SHORT PROBLEM: Find the line that contains "the window shutter". Then set down that line and all the lines after it, to the end of the records, exactly and with nothing added.

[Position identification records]
◆ ◆ ◆ ◆

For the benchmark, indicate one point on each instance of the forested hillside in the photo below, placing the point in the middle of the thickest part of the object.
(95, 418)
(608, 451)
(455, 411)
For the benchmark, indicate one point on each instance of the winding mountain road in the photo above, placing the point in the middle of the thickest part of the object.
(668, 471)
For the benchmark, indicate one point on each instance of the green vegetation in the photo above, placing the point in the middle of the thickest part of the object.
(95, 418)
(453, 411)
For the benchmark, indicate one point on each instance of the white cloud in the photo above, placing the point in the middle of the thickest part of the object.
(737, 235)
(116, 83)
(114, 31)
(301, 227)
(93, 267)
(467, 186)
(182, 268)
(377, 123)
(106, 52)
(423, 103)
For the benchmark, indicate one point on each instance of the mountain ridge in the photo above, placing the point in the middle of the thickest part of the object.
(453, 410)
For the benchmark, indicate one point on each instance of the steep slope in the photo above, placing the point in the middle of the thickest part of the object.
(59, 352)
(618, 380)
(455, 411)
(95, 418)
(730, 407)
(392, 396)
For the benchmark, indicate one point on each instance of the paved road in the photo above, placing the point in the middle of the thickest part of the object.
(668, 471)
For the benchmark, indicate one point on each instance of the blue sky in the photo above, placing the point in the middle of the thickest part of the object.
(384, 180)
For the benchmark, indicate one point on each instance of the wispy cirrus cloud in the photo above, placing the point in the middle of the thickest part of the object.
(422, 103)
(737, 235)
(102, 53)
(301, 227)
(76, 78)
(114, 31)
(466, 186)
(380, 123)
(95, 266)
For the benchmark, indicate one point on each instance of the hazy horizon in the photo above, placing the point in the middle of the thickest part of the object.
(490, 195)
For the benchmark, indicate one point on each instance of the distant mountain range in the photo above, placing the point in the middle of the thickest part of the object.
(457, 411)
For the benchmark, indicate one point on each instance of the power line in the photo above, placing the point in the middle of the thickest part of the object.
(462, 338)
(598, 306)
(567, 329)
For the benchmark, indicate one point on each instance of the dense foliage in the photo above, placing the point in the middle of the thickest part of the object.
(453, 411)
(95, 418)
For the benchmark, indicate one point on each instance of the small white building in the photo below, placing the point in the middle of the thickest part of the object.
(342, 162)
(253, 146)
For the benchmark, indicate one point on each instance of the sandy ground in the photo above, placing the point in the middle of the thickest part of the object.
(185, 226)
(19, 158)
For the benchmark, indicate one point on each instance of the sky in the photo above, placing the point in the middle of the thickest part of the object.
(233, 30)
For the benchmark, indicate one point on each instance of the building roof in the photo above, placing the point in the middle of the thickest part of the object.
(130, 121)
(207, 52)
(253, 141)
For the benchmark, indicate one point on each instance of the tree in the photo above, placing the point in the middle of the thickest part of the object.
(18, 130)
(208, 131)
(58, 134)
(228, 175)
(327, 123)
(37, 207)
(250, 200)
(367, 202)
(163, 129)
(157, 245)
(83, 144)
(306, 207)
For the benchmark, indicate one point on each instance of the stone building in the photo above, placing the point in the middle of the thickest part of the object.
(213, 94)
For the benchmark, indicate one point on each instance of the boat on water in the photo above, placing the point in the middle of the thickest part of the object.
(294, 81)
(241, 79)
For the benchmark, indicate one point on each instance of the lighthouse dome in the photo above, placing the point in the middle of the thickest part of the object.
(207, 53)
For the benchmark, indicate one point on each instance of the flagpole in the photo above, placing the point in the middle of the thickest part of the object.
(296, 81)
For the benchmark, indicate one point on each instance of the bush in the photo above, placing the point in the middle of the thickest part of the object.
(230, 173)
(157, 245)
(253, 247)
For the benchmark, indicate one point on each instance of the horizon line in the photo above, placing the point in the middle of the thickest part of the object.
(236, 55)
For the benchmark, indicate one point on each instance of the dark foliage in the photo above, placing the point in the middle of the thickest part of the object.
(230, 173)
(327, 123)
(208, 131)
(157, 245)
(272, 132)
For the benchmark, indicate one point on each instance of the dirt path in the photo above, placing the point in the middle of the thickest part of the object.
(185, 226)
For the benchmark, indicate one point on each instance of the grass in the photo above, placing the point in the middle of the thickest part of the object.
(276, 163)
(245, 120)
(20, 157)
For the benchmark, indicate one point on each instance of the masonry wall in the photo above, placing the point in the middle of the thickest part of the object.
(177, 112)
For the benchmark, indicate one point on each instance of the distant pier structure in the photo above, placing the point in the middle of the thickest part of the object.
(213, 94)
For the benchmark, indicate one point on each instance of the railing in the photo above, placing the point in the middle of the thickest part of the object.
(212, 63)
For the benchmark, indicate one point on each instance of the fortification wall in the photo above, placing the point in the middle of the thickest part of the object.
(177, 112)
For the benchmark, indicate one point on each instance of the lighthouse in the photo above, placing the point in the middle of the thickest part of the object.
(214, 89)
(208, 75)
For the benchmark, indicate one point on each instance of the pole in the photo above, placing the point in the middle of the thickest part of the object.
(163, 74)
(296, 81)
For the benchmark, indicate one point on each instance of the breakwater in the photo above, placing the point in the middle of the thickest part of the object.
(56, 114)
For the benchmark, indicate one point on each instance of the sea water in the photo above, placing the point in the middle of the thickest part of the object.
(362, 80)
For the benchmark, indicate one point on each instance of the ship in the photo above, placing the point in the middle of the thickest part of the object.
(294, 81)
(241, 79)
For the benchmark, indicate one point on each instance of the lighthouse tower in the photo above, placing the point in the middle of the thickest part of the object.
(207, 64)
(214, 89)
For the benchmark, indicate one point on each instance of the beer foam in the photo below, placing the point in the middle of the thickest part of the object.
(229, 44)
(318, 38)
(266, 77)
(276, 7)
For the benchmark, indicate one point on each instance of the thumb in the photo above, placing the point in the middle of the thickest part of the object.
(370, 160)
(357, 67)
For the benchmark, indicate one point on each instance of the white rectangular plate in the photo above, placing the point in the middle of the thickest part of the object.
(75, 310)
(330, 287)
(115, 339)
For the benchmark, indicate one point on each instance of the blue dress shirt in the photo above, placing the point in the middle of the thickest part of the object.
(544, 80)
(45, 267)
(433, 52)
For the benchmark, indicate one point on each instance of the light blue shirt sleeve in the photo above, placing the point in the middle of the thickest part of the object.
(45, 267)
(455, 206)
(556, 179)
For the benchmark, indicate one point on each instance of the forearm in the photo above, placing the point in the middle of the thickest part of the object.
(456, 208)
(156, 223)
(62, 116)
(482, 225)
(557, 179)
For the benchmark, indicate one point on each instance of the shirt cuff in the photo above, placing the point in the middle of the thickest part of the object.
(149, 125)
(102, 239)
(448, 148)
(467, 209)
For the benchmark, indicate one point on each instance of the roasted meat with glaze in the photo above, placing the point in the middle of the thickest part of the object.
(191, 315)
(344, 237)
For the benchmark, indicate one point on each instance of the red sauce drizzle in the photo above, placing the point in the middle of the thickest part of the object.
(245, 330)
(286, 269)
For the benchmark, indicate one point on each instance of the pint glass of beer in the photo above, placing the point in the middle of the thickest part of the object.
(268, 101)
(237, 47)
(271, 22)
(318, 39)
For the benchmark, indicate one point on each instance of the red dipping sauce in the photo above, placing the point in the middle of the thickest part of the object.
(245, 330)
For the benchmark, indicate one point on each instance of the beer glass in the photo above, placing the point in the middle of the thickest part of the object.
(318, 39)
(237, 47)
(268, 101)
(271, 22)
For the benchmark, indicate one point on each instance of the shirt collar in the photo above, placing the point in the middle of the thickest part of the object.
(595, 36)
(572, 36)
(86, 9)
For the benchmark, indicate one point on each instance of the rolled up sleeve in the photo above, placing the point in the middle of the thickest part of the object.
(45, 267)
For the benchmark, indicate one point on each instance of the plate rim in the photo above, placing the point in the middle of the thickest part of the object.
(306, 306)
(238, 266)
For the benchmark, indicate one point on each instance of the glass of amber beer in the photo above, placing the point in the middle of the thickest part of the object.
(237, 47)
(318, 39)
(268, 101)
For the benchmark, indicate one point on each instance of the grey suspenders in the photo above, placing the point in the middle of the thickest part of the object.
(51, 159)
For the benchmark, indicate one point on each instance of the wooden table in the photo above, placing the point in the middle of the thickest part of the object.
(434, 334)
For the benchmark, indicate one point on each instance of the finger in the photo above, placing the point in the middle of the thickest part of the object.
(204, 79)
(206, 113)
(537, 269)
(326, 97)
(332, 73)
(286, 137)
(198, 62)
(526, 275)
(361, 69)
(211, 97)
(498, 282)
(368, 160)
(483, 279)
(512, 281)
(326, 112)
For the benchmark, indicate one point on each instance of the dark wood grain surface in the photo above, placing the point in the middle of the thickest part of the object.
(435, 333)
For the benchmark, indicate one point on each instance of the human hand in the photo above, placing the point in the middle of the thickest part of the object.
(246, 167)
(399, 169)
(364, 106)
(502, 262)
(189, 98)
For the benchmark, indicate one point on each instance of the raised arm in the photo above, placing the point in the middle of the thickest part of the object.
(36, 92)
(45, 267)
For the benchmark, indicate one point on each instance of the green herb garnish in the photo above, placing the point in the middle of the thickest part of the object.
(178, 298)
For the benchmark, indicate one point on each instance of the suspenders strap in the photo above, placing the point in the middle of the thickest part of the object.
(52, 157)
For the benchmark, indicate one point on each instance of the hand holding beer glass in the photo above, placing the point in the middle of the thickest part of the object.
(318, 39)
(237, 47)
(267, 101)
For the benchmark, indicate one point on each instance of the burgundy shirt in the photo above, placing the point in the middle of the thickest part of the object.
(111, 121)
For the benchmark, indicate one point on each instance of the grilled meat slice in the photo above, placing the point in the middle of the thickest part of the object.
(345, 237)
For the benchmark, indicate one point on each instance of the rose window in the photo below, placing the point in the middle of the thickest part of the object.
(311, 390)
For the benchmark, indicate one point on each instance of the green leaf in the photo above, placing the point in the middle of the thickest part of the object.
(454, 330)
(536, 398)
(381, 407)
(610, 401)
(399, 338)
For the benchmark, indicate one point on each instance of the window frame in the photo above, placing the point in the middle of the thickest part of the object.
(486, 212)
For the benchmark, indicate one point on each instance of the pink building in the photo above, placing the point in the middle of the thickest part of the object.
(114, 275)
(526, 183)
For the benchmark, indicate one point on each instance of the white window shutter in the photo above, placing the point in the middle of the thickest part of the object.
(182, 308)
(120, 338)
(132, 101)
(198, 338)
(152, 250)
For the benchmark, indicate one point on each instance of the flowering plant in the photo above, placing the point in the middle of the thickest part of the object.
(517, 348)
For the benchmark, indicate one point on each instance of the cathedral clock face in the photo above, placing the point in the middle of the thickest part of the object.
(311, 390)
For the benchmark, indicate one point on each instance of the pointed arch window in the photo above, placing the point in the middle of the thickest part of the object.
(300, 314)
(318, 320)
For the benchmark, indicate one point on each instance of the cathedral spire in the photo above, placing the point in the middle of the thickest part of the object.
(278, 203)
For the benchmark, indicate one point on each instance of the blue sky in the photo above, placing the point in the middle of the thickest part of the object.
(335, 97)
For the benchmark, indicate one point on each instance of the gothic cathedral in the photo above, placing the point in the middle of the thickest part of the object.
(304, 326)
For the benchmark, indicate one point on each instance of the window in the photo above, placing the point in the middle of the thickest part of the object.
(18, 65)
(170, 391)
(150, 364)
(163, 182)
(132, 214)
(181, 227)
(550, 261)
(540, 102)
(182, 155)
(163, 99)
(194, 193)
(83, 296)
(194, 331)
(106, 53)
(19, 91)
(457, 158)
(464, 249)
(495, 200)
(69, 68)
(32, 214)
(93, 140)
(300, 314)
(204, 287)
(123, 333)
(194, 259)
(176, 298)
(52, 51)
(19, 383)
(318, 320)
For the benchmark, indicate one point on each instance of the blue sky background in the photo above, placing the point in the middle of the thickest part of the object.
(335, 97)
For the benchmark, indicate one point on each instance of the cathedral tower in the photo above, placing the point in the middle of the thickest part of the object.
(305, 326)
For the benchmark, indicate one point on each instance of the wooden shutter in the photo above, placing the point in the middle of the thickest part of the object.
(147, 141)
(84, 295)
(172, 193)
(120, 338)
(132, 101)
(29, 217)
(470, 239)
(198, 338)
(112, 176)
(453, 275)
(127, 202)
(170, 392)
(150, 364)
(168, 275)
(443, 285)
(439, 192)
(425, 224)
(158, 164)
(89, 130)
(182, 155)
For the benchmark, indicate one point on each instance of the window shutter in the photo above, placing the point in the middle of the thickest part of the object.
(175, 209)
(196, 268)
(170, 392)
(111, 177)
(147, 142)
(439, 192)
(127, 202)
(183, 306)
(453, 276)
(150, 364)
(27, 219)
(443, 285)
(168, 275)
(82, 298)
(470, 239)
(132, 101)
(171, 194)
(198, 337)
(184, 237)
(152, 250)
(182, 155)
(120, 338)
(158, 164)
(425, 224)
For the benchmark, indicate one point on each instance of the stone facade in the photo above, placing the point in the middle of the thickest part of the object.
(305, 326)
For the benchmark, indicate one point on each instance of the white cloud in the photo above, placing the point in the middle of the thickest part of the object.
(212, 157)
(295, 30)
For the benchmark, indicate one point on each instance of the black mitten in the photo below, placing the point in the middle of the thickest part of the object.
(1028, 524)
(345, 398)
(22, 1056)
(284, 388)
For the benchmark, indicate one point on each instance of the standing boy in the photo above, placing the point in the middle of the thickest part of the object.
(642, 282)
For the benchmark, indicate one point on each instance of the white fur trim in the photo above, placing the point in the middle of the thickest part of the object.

◆ ◆ ◆ ◆

RESPONSE TO THE EXERCISE:
For the benchmark, indicate one point on each instance of the window shutter in the photo above, placing the point in the middle of the thickest part of the object.
(175, 209)
(196, 268)
(170, 392)
(111, 177)
(147, 142)
(439, 192)
(127, 202)
(183, 306)
(453, 276)
(150, 364)
(27, 219)
(443, 285)
(168, 275)
(82, 298)
(470, 239)
(132, 101)
(171, 194)
(198, 337)
(184, 237)
(152, 250)
(182, 155)
(120, 338)
(158, 164)
(425, 224)
For the benchmark, indicate one point on each instance of the stone facade in the photo above, placing the point in the middle of the thickest part of the object.
(305, 326)
For the benchmark, indicate one point on each instance of the white cloud in the photo above, placing the point in the middle of the thickest part of the object.
(212, 157)
(295, 30)
For the benchmark, indicate one point on each instance of the black mitten in the photo below, placing the point in the middle of the thickest part of the object.
(1028, 524)
(345, 398)
(22, 1056)
(284, 388)
For the benchmark, indicate one point on each instance of the standing boy in the photo above, placing the point in the middle of the thickest part of the object.
(642, 282)
For the benchmark, indicate one point on each instance of the white fur trim in the photo above, placing the point in the middle of the thickest part of the object.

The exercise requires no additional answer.